**DATA FOR PROCESSING:**
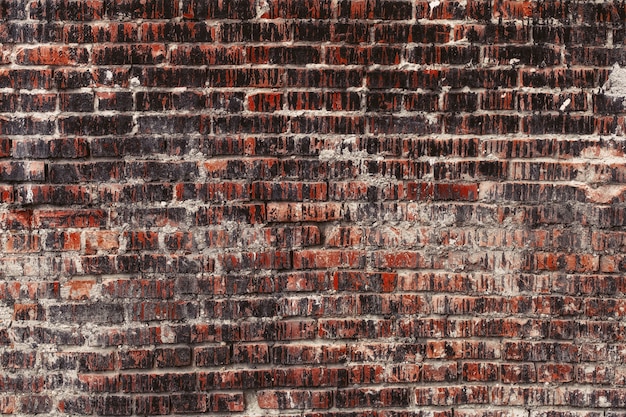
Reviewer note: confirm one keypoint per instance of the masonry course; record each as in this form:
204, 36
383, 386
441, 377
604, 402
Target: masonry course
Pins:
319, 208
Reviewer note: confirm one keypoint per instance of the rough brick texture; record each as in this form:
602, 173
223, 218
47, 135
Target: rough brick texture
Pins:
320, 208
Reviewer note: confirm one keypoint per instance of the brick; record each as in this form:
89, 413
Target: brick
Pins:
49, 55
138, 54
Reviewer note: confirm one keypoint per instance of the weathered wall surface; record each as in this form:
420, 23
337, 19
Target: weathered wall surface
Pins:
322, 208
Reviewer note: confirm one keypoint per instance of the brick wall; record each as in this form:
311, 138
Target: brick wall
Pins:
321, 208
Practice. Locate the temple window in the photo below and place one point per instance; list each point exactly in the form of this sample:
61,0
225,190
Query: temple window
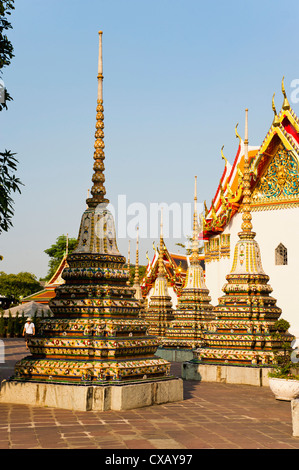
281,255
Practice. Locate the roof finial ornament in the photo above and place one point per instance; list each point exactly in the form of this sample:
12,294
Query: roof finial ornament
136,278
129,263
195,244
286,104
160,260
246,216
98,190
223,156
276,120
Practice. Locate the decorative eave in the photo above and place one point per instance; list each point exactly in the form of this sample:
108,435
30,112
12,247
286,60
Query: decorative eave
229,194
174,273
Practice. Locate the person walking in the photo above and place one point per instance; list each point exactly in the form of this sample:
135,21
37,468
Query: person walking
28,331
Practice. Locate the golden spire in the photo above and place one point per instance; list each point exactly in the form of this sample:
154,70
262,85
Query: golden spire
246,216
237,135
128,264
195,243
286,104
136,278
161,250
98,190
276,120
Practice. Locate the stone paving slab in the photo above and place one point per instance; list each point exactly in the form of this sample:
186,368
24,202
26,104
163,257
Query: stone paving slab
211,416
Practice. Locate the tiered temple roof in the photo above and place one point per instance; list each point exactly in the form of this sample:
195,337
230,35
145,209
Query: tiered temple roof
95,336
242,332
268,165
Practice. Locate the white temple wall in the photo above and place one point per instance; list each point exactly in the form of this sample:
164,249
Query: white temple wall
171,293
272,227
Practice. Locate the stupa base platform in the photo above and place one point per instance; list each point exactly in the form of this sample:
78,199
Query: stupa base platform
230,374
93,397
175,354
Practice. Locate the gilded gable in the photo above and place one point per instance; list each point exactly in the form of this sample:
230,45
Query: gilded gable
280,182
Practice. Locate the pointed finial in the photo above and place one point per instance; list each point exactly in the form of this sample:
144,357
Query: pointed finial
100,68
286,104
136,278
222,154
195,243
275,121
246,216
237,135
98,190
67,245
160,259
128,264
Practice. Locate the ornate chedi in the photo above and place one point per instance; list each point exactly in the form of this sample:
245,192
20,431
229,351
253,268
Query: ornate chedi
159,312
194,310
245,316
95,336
* * *
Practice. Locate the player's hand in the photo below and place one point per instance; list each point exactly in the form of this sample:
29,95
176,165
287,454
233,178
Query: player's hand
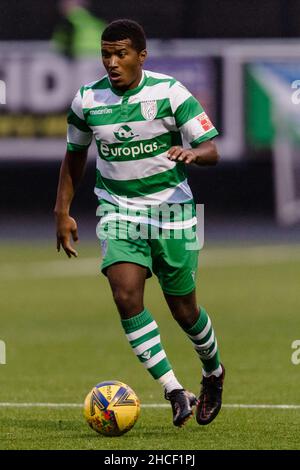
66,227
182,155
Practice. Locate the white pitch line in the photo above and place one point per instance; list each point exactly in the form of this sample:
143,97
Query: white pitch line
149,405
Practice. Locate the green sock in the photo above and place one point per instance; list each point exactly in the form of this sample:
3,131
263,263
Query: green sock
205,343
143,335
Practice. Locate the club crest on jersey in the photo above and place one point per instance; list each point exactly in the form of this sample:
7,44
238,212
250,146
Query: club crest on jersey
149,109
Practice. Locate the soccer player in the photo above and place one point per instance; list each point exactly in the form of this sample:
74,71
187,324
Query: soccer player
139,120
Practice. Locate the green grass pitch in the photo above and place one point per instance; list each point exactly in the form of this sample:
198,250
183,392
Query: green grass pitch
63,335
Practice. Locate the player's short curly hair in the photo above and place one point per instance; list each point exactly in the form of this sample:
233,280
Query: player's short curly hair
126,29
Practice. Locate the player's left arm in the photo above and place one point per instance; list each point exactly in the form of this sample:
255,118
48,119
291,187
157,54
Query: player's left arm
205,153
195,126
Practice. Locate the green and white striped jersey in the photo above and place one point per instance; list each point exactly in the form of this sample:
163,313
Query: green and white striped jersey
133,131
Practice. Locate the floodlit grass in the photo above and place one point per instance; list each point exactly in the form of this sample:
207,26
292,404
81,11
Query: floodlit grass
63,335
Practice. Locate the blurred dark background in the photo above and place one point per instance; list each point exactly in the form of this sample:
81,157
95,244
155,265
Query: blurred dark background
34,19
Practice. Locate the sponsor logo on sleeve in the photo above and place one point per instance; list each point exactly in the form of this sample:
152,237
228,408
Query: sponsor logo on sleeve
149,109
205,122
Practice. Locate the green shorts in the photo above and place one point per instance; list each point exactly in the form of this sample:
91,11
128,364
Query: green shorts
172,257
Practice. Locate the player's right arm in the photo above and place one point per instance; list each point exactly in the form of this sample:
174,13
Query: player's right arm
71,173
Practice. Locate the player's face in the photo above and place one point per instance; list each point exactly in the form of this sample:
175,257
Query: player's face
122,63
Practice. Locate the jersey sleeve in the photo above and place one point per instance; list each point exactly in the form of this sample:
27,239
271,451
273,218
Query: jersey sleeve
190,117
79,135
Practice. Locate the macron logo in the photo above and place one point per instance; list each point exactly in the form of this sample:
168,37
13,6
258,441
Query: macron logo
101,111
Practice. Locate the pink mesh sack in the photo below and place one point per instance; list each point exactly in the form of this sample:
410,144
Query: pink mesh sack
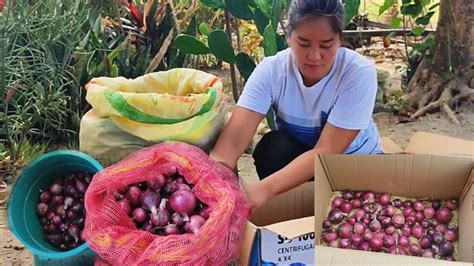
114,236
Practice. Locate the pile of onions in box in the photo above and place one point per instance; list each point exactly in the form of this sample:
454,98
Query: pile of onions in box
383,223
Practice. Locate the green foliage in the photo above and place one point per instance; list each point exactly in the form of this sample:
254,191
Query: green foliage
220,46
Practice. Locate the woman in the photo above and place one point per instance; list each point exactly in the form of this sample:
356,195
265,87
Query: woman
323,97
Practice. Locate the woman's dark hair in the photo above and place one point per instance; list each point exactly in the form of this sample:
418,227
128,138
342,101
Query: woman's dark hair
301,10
* * *
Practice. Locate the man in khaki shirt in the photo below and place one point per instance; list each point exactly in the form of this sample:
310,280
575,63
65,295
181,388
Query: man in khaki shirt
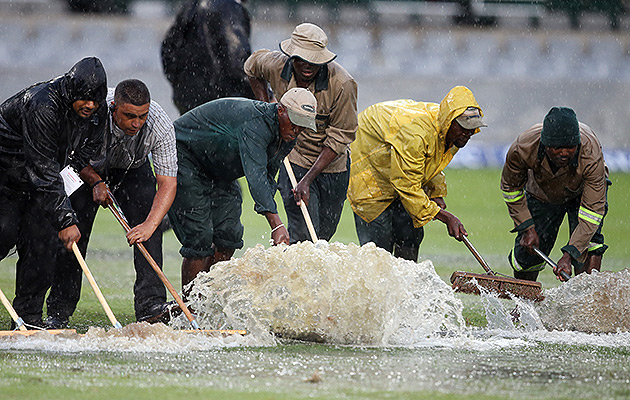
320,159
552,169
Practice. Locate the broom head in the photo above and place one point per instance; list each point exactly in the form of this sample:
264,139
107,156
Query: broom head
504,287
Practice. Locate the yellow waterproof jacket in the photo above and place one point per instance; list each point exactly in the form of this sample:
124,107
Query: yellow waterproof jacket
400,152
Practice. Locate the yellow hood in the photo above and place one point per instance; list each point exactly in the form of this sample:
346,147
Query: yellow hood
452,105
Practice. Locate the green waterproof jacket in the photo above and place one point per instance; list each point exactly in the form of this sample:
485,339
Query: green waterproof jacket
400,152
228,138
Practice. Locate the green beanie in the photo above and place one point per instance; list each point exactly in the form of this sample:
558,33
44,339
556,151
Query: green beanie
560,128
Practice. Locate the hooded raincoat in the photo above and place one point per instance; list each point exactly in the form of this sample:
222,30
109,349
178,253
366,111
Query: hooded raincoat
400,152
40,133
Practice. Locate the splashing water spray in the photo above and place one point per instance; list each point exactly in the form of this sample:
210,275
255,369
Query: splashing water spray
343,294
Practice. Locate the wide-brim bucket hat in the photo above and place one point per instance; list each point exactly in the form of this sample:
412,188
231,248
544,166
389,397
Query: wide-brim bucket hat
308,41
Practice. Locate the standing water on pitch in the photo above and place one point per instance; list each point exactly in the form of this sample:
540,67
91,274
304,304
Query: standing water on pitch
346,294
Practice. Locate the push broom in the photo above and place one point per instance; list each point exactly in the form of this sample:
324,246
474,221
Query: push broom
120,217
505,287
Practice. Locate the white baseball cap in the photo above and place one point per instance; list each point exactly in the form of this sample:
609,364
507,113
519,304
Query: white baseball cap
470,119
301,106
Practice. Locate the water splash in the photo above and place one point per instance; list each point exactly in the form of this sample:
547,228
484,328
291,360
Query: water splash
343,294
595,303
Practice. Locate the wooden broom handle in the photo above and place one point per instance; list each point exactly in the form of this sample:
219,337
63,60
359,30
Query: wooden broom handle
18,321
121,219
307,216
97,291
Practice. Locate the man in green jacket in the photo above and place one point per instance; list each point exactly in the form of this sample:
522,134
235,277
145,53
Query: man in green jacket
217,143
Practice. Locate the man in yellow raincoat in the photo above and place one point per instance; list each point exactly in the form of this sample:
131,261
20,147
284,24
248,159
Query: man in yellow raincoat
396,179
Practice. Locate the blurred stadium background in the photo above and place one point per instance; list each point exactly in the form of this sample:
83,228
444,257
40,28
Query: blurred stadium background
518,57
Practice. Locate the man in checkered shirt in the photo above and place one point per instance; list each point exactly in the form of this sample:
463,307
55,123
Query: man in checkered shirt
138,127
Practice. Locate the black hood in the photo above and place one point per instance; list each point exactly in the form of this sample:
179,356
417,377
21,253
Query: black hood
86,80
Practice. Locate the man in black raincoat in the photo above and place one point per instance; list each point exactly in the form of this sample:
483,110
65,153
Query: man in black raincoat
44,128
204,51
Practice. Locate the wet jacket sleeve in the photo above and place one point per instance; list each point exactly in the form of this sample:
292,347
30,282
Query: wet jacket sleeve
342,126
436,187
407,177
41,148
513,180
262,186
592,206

**TASK BRIEF:** Pull out each line of the data above that contains the string "club", and reproduce every such line in full.

**WRITTEN RESPONSE:**
Practice. Locate the club crest on jersey in the photo above and place one point per instance; list each point exactly in the form of this sample:
Query: club crest on jersey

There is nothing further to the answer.